STUDY MATERIAL:
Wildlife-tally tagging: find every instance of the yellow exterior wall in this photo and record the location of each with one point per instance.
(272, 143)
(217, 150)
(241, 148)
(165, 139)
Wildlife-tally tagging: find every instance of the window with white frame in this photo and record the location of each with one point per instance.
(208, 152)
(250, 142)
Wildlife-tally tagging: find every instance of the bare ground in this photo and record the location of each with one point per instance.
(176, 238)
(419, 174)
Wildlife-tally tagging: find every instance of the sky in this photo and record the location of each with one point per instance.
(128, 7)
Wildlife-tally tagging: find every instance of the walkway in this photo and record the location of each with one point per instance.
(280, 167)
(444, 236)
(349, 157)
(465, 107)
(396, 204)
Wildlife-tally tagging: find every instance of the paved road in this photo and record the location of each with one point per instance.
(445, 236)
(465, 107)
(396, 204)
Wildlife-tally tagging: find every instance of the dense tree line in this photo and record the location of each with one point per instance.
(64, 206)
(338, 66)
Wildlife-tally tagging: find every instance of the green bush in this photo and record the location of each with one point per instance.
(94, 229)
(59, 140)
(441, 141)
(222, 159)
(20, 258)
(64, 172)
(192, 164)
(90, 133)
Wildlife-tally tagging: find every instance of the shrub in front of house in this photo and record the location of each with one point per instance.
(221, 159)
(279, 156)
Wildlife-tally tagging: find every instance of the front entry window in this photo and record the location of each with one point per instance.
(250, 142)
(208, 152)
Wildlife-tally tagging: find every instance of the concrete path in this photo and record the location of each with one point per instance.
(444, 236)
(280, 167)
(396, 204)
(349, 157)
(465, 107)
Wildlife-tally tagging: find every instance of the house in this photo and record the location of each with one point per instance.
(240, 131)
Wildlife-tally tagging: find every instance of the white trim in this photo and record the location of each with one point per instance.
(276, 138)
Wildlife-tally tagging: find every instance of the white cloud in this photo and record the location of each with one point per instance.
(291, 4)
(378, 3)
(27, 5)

TO DO:
In the answer, restate word for word each line from the one with "Wildlife-tally tagging: find every instance of the concrete" through the end of the material above.

EXERCISE RESULT:
Wildlife-tally tagging: find every instance of the concrete path in this photo and record the location of each with one point per instance.
(444, 236)
(280, 167)
(396, 204)
(349, 157)
(465, 107)
Wildlife-tally tagging: find every instance of the house in this photo and record the location of each with one point per instance.
(240, 131)
Wildlife-tally tagging: find every instance of the white trim in this photo and record the location of each with one point per instance.
(276, 138)
Wildlife-tally tagging: find every instance of the white cloud in this photo and record the location of each with one point per instance.
(291, 4)
(378, 3)
(27, 5)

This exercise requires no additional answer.